Work required> Would you write out the listing verbatim and skip every picture in it?
── Supplied entries ──
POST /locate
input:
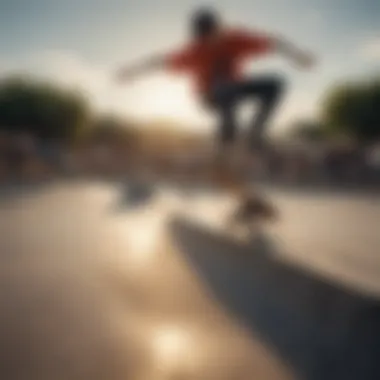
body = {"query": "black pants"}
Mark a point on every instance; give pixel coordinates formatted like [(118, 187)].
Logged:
[(225, 97)]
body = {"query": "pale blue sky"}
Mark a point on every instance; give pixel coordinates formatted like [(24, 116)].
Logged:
[(78, 41)]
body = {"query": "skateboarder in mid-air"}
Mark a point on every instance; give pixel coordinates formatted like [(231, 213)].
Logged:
[(213, 58)]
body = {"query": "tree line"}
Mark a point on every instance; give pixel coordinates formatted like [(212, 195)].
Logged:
[(51, 112)]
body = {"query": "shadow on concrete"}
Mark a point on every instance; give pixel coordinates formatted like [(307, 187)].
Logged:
[(321, 329), (133, 195)]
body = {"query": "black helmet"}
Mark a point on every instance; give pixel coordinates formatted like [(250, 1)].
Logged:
[(204, 22)]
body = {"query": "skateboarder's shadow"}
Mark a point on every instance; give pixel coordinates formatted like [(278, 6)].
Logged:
[(321, 329), (132, 196)]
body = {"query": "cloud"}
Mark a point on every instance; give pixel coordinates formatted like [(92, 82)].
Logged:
───
Exercise solution>
POST /locate
input:
body = {"query": "black pants"}
Mark a point on every instance; give pixel coordinates formatted like [(118, 187)].
Logged:
[(225, 97)]
body = {"query": "pale blue sky"}
Mark a point on every instance; give pixel coordinates formatted like [(24, 116)].
Logged:
[(78, 41)]
body = {"query": "skateboarder in mid-air"}
Mark a point on every instance; give pixel coordinates formatted like [(231, 213)].
Logged:
[(213, 58)]
body = {"query": "tree line"}
Mark a point on every instance; give pixel coordinates formatted like [(212, 195)].
Logged:
[(51, 112)]
body = {"query": "shadow on concrete"}
Mark a point on every instance; give pixel coordinates formatted like [(307, 187)].
Logged:
[(321, 329), (133, 195)]
body = {"query": "black helmet"}
Mark a point on every instance; give pixel coordinates formatted like [(250, 1)].
Logged:
[(204, 22)]
body = {"query": "skateboarder's shadow"}
Mark a point on every instance; give pixel coordinates formatted like [(278, 6)].
Logged:
[(321, 329), (132, 196)]
body = {"query": "cloud"}
Mark a point on every instance; give pixel coordinates formatted like [(92, 82)].
Logged:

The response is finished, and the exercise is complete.